Start of DATA SHOWN
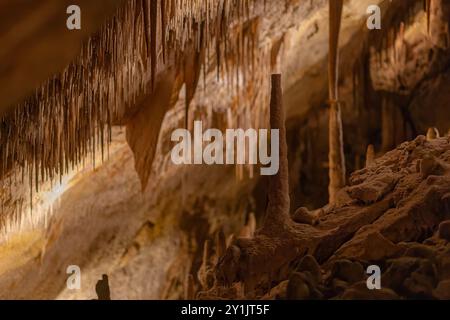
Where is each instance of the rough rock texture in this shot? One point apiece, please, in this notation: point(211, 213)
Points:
point(399, 220)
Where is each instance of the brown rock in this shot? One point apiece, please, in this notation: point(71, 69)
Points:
point(444, 230)
point(373, 190)
point(304, 216)
point(297, 288)
point(442, 290)
point(309, 264)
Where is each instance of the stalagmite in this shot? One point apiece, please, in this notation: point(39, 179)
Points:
point(336, 157)
point(432, 133)
point(387, 125)
point(189, 288)
point(278, 207)
point(370, 155)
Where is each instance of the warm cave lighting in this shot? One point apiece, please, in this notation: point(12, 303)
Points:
point(227, 155)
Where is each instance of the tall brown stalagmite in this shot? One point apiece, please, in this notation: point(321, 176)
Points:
point(336, 145)
point(278, 206)
point(387, 125)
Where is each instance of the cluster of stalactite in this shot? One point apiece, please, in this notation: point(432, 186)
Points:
point(381, 71)
point(69, 118)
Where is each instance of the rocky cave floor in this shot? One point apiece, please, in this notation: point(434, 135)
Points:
point(395, 214)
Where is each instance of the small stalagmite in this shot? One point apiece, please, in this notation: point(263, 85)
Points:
point(432, 133)
point(370, 155)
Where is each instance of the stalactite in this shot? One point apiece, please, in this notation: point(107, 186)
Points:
point(70, 116)
point(336, 147)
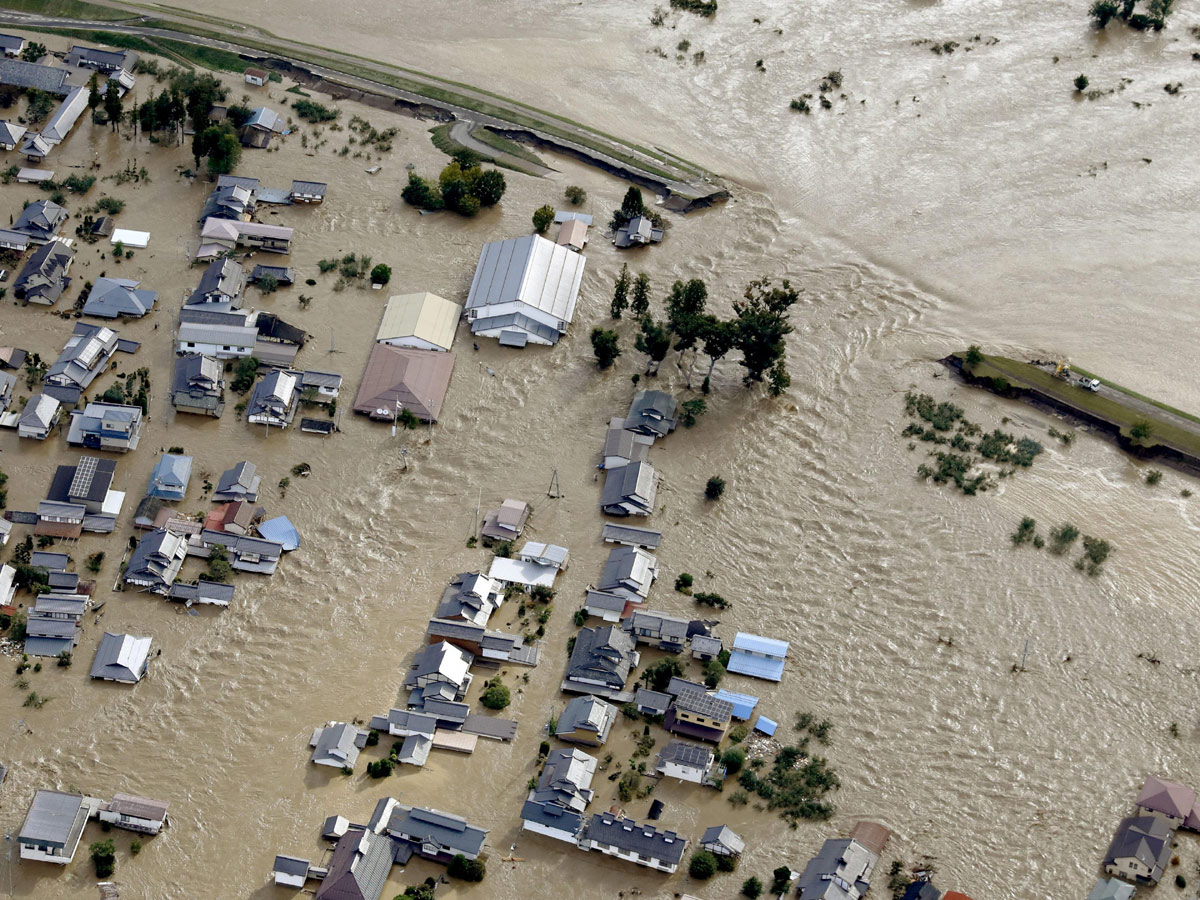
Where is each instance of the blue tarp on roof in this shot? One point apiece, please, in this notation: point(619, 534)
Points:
point(743, 703)
point(756, 643)
point(281, 531)
point(767, 726)
point(771, 670)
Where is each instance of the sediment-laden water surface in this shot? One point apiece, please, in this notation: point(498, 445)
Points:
point(966, 199)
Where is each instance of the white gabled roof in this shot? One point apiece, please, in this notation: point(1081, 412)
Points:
point(532, 270)
point(425, 316)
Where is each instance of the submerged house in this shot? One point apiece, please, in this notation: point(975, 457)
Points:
point(106, 426)
point(841, 870)
point(507, 522)
point(83, 359)
point(156, 561)
point(359, 868)
point(135, 814)
point(221, 286)
point(169, 478)
point(53, 827)
point(685, 761)
point(642, 844)
point(115, 298)
point(1140, 850)
point(432, 834)
point(39, 417)
point(399, 378)
point(525, 291)
point(629, 490)
point(40, 221)
point(419, 322)
point(652, 413)
point(757, 657)
point(239, 484)
point(472, 598)
point(337, 744)
point(556, 805)
point(198, 385)
point(275, 400)
point(601, 661)
point(121, 658)
point(586, 720)
point(629, 573)
point(43, 277)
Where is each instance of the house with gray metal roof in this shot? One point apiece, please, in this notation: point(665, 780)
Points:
point(1140, 850)
point(107, 61)
point(106, 426)
point(11, 45)
point(119, 298)
point(629, 573)
point(43, 277)
point(53, 827)
point(525, 291)
point(658, 629)
point(723, 840)
point(198, 385)
point(685, 761)
point(441, 664)
point(309, 191)
point(436, 835)
point(275, 400)
point(244, 553)
point(337, 744)
point(121, 658)
point(629, 490)
point(19, 73)
point(841, 870)
point(11, 135)
point(83, 359)
point(642, 844)
point(135, 814)
point(601, 661)
point(471, 597)
point(221, 286)
point(556, 805)
point(171, 477)
point(652, 413)
point(623, 447)
point(359, 867)
point(156, 561)
point(239, 484)
point(586, 720)
point(39, 417)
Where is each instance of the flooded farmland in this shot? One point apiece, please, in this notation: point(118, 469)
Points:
point(947, 199)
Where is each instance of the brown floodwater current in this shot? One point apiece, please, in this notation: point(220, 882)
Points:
point(946, 199)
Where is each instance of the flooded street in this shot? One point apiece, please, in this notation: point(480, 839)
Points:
point(966, 201)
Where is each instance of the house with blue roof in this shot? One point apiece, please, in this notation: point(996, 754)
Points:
point(171, 477)
point(757, 657)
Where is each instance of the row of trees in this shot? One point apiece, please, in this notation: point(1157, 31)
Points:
point(759, 329)
point(463, 186)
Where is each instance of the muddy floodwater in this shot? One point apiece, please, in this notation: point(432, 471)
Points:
point(945, 199)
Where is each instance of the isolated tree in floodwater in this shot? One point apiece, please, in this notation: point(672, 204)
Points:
point(654, 341)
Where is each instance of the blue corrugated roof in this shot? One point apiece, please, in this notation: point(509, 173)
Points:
point(743, 703)
point(756, 643)
point(772, 670)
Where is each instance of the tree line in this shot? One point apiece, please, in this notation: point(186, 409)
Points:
point(759, 329)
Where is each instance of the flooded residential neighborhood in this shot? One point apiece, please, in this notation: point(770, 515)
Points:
point(483, 501)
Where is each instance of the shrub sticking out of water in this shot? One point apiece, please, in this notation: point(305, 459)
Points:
point(1025, 532)
point(1062, 537)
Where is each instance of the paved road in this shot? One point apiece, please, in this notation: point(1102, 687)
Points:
point(297, 54)
point(462, 132)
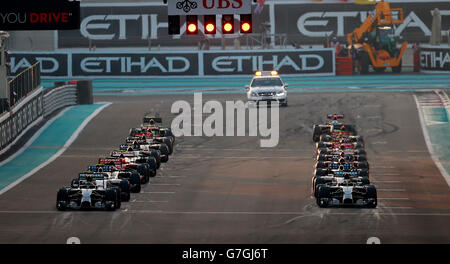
End of DATA SHOWN
• WHAT IS NEEDED:
Each line above is to be transcribed exactly, though its pictures are not.

• EXERCISE SOLUTION:
Where is each instance of the rough rock texture in this shot? One point apiece, please, in this notation: point(211, 213)
Points:
point(399, 220)
Where is each instance of the brown rock in this shot? One point apiece, please, in this notation: point(71, 69)
Points:
point(444, 230)
point(373, 190)
point(304, 216)
point(297, 288)
point(442, 290)
point(309, 264)
Where is each instance of the stalagmite in this shot? One point apiece, please, in this notation: point(39, 179)
Points:
point(336, 157)
point(432, 133)
point(387, 125)
point(189, 288)
point(278, 207)
point(370, 155)
Where is each instance of the warm cave lighting in this shot? One point apiece, please, in this notation: point(12, 303)
Points:
point(227, 155)
Where is each instance of the tall brown stalagmite in this shot? One point apiece, please, in this notation: point(321, 176)
Points:
point(336, 145)
point(278, 206)
point(387, 125)
Where is each instance of the cluster of stalactite in this shot? One point apiece, please, in this notation: point(432, 186)
Points:
point(381, 71)
point(69, 118)
Where is each instance of the rocky cave floor in this shot? One point apiece, please, in this notation: point(434, 135)
Points:
point(395, 214)
Where is each instance of the small stalagmite in this shot? One point apiece, please, in this notation: point(263, 85)
Points:
point(432, 133)
point(370, 155)
Where is each instance of the stalactite in this shot? One point apiece, please, in this notation: point(107, 186)
Points:
point(70, 116)
point(336, 147)
Where is each instance of the blue tarp on roof in this shot? One point apiece, please, in this notation: point(619, 534)
Points:
point(743, 703)
point(756, 643)
point(281, 531)
point(767, 726)
point(771, 670)
Where is each instance of the sediment-laden water surface in this shot? One point apiece, please, in this notation: point(498, 445)
Points:
point(966, 199)
Where is each instance of the white gabled roof in this shot? One point apiece, please, in this notation: point(1081, 412)
Points:
point(532, 270)
point(425, 316)
Where is each instance of the submerged house in this shot? One point apiece, please, in this notation: point(975, 457)
Points:
point(106, 426)
point(841, 870)
point(507, 522)
point(83, 359)
point(156, 561)
point(359, 868)
point(135, 814)
point(221, 286)
point(169, 478)
point(53, 827)
point(685, 761)
point(642, 844)
point(115, 298)
point(1140, 850)
point(432, 834)
point(39, 417)
point(399, 378)
point(525, 291)
point(629, 490)
point(40, 221)
point(419, 322)
point(652, 413)
point(757, 657)
point(239, 484)
point(472, 598)
point(337, 744)
point(556, 805)
point(198, 385)
point(275, 400)
point(601, 661)
point(121, 658)
point(586, 720)
point(629, 573)
point(43, 277)
Where is each instance of the house with gray metal roof in this shot? One point apiece, please, in this notation: point(665, 780)
Points:
point(1140, 850)
point(107, 61)
point(106, 426)
point(11, 45)
point(119, 298)
point(629, 573)
point(43, 277)
point(53, 827)
point(525, 291)
point(658, 629)
point(723, 840)
point(198, 385)
point(685, 761)
point(441, 664)
point(309, 191)
point(436, 835)
point(275, 400)
point(244, 553)
point(337, 744)
point(121, 658)
point(629, 490)
point(19, 73)
point(841, 870)
point(11, 135)
point(83, 359)
point(642, 844)
point(135, 814)
point(601, 661)
point(471, 597)
point(221, 286)
point(556, 805)
point(171, 477)
point(652, 413)
point(623, 447)
point(359, 867)
point(156, 561)
point(239, 484)
point(586, 720)
point(39, 417)
Where is each instance of the flooded farmland in this shot? One point apiece, please, in this notation: point(118, 469)
Points:
point(947, 199)
Where is each instance of the brown floodwater current in this shot? One point apiece, please, in this notation: point(220, 882)
Points:
point(946, 199)
Where is each instance of the flooded street in this shot? One point apiece, please, in this notation: point(480, 839)
Points:
point(966, 201)
Where is each instance of the house with blue roof in this shot? One point apiece, please, in this notation: point(996, 754)
Points:
point(171, 477)
point(757, 657)
Where is each instance of the row of trees in this shot? One point apiece, please, in this notation: point(1157, 31)
Points:
point(759, 329)
point(463, 186)
Where is each instance of the muddy floodwater in this shot? One point apiece, please, in this notation: point(432, 471)
Points:
point(945, 199)
Where is each instance of the isolated tree in floodwater in this shot? One point apiece, please, in this notation: point(672, 204)
Points:
point(654, 341)
Where is each instance of the blue corrugated roof in this shot? One point apiece, please, in this notation: point(509, 173)
Points:
point(743, 703)
point(756, 643)
point(772, 670)
Where is each instance of the tree line in this shot? One point apiece, please, in this notation: point(186, 409)
Points:
point(759, 329)
Where is each instance of the flooded residential neighborhood in this shot? One point apiece, please, in this notation: point(770, 515)
Points:
point(483, 501)
Where is each instance of the shrub sticking out of water in this shot? One point apiece, please, in this notation: point(305, 459)
Points:
point(1025, 532)
point(1062, 537)
Where is each instance of the paved road in this shot? One point apiece, please, in this notation: point(1102, 687)
Points:
point(297, 54)
point(462, 132)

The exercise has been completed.